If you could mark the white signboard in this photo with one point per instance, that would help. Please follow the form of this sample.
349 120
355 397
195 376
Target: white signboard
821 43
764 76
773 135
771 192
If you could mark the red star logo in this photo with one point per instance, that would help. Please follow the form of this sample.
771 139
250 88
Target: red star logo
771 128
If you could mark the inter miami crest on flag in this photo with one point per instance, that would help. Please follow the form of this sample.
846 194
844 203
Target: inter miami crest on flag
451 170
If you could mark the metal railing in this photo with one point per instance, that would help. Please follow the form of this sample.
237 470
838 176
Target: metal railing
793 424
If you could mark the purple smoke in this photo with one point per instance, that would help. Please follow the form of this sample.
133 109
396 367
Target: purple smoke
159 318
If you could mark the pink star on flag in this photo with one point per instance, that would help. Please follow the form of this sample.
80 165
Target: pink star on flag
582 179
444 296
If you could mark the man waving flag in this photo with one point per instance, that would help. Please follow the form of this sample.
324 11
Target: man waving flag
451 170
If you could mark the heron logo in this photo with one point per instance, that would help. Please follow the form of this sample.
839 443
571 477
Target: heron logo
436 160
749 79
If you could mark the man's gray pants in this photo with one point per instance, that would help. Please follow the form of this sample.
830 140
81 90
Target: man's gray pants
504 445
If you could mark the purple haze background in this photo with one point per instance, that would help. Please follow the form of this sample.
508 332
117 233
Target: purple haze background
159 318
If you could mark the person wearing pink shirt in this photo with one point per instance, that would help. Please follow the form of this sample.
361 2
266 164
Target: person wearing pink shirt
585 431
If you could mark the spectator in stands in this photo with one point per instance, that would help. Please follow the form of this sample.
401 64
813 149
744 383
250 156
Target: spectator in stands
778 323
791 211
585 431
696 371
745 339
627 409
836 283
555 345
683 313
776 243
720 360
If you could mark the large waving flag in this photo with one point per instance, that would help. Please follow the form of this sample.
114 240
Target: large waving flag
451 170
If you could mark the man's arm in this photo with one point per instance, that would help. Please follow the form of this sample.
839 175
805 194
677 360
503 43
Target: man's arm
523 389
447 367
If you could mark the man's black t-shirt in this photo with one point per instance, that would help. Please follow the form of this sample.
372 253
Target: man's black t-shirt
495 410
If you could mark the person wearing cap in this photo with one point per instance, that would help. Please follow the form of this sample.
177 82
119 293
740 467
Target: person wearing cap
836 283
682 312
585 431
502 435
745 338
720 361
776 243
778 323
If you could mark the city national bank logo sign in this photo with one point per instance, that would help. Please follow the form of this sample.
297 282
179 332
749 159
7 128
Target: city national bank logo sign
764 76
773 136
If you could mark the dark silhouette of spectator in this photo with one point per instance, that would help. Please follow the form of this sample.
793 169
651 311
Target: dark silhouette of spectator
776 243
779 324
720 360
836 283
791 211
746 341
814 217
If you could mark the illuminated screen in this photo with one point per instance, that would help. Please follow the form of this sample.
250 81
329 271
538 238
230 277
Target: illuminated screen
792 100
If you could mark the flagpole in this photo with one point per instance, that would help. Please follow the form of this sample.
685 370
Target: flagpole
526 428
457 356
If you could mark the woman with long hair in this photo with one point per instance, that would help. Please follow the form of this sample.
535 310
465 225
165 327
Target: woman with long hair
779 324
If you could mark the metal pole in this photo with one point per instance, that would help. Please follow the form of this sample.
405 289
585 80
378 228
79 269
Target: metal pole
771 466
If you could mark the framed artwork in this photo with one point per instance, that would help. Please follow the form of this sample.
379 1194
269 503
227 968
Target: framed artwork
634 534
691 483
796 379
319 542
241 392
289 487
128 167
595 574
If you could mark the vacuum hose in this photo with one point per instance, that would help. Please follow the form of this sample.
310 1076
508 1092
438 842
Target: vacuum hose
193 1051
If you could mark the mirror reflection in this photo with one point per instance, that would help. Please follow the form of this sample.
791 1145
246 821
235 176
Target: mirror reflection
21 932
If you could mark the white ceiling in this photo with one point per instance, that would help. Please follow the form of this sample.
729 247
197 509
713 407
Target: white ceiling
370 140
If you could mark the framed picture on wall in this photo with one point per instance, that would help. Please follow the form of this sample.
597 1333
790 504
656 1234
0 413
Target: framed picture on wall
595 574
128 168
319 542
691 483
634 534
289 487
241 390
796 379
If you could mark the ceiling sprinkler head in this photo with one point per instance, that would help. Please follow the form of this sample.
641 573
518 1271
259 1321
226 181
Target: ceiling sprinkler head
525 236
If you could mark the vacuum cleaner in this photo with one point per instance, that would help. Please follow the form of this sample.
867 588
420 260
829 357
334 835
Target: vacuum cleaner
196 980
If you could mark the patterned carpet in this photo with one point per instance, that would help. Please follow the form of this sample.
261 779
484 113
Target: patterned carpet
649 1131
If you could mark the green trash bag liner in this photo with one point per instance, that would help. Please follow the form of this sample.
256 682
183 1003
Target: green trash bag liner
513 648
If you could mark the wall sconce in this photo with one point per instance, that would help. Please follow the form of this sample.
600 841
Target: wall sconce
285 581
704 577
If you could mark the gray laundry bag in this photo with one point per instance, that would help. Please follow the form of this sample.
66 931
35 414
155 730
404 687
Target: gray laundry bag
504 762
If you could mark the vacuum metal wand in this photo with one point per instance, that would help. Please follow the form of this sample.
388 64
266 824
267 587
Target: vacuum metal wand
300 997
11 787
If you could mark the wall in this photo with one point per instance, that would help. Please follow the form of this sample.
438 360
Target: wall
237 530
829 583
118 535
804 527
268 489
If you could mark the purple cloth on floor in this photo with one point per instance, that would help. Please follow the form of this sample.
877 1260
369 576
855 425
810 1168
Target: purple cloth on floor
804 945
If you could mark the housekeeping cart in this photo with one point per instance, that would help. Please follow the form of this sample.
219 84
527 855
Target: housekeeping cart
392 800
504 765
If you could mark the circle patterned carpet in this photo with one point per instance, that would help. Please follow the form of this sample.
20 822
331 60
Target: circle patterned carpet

● ● ● ● ● ● ●

Exercise instructions: Copy every line exactly. Leave nothing out.

Correct answer:
If you could mark the white signboard in this photo with one point per instance, that would help. Please follow the form of this sample.
349 120
355 397
195 376
Target: white signboard
821 43
764 76
773 135
771 192
If you could mark the red star logo in this photo with one point per instance, that would help. Please follow the form of this sample.
771 139
250 88
Target: red star logo
771 128
If you could mark the inter miami crest on flag in this photo with one point per instance, that would help. Please follow the form of this sample.
846 194
844 203
Target: inter miami crest on flag
451 170
If you could mark the metal railing in this photo with one point per instance, that would help. Please follow the form of this sample.
237 470
838 176
Target: metal railing
793 424
If you could mark the purple smoke in this photo with one point per instance, that would help. Please follow the form of this sample.
133 109
396 367
Target: purple smoke
159 318
If you could mark the pink star on flag in this photo with one point per instance, that would help. Please follow the form of this sample.
80 165
Target: pink star on flag
582 179
444 296
If you could mark the man waving flag in this photo with one point per instance, that would help. Please follow the form of this sample.
324 11
Target: man waving flag
451 170
If you could mark the heron logo in this photo with one point per instance, that would help. Please follow the form of this sample.
839 443
571 477
Target: heron logo
436 160
749 79
If you could mark the man's gray pants in this photo with one point per instance, that would help. Please follow the form of this sample.
830 140
81 90
Target: man's gray pants
504 445
If you could mark the purple haze background in this photo with one point per instance, that would help. Please follow the form of this sample.
508 332
117 233
Target: purple haze background
159 318
If you could mark the person wearing pink shirt in this photo with one point per instance, that would help. Please follow the form of this sample.
361 2
266 164
Target: person wearing pink shirt
585 431
If you could mark the spectator in stands in this photo with one point per instance, that would help. Please follow the form of this sample.
401 64
813 149
744 383
250 156
Target: spectator in stands
778 323
791 211
585 431
696 371
745 339
627 409
836 283
555 345
683 313
776 243
720 360
If you could mark the large waving flag in this photo with one point per instance, that would help. Please follow the form of this sample.
114 240
Target: large waving flag
451 170
If you could mark the man's arm in this photo with one point per instance, that would help. Please follow the form of this sample.
839 175
805 194
677 360
503 43
Target: man's arm
523 389
447 367
If you could mark the man's black t-shirt in this photo with one point per instance, that would help. Please follow the form of this sample.
372 253
Target: man's black t-shirt
495 410
If you could mark the person wearing cap in this photo with one point per instance, that would help. Please follow the form of this sample.
177 82
119 293
740 467
Target: person wearing cap
836 283
682 312
585 431
502 435
745 338
720 361
776 243
778 323
If you could mark the city national bank logo sign in this photo with one point per instance, that would help. Please follow the form of this sample.
297 282
179 332
749 159
7 128
Target: city national bank logo sign
764 76
773 136
If you could mark the dark silhouette of spectator in this photo with one point per instance, that would help. Please follow the form of this sample.
793 169
651 311
Target: dark silhouette of spectator
776 243
779 324
720 360
836 283
791 211
746 341
814 217
If you could mark the illuminated screen in this photo with one point per instance, that would help. Please follow the form of this sample.
250 81
329 271
538 238
230 277
Target: illuminated screen
792 100
If you could mark the flagpole in this photo with one point per instance, that would help. Please follow the form of this sample.
685 370
Target: flagpole
526 428
457 356
If you could mark the woman with long hair in this photo with one point per instance, that would help. Please follow the form of this sample.
535 310
465 225
165 327
Target: woman with long hair
779 324
If you could mark the metal pole in this photo with one point per instance, that would help. Please follow the form of this sample.
405 289
585 80
378 228
79 269
Target: metal pole
771 466
If you could mark the framed artwork in this photo with one point per instance, that would help. Please follow the form of this sample.
379 1194
269 503
227 968
Target: framed artwork
634 534
691 483
796 379
319 542
241 392
289 487
128 167
595 574
If you could mark the vacuum hose in this photo with one point per instance, that would help. Please follow the form of this sample.
310 1076
508 1092
438 842
Target: vacuum hose
193 1051
If you could mark the mirror reflection in this photo with one point per instance, that would help. Please follow the form of this sample.
791 1145
246 821
235 176
Target: mirror reflection
21 932
If you could mark the white ceiling in this photo with one point per instance, that would help. Please follow the form of this sample.
729 247
197 509
713 407
Target: white ceiling
370 140
If you could mark the framed picture on wall in this photo with one point per instance, that would help. Please follow the form of this sample.
597 1333
790 504
656 1234
0 413
Target: framed picture on wall
595 574
128 168
319 542
691 483
634 534
289 487
241 390
796 379
If you could mark the ceiling sprinkler head in this photo with one point per instance, that would help. Please follow the form of this sample.
641 573
518 1271
259 1321
226 181
Target: ceiling sprinkler head
525 236
If you could mark the vacuum cleaner in this photo with one point per instance, that would help. Please follow the form of this sample.
867 588
420 260
829 357
334 835
Target: vacuum cleaner
196 980
If you could mark the patterned carpet in this photo with one point per instance, that would help. Please follow the form of this sample.
261 779
484 113
Target: patterned carpet
649 1131
If you could mark the green trash bag liner in this photo with one point per instance, that would help. Please follow the form of this sample.
256 682
183 1003
Target: green trash bag liner
513 648
If you could mark the wall sconce in this photo with one point per instance, that would help. Please follow the form of this sample.
600 841
Target: wall sconce
285 581
704 577
If you could mark the gray laundry bag in this photo with one point per instance, that would help. Please follow the form of this sample.
66 931
35 414
155 730
404 687
Target: gray laundry bag
504 762
If you could mark the vacuum metal wand in this photo with one point per instance, that would help. Please follow the form of this sample.
388 64
266 824
267 587
Target: vacuum metal wand
300 997
11 787
If you could mark the wall in this photo with one point per instance, that would help. Please follow the form of this sample.
438 360
Target: wall
237 530
829 583
118 535
804 527
268 489
If you could mark the purple cloth on floor in this photo with one point per instance, that would help. Please follow the form of this sample.
877 1260
369 576
855 425
810 1168
Target: purple cloth on floor
804 945
If you could mark the housekeeping cart in this photo with one point per instance, that would help. Please follow the form of this sample.
219 84
527 855
Target: housekeeping cart
392 800
504 765
If you could mark the circle patterned carpet in this photo with one point per instance, that would help. Please follow the form of this sample.
20 822
331 60
Target: circle patterned carpet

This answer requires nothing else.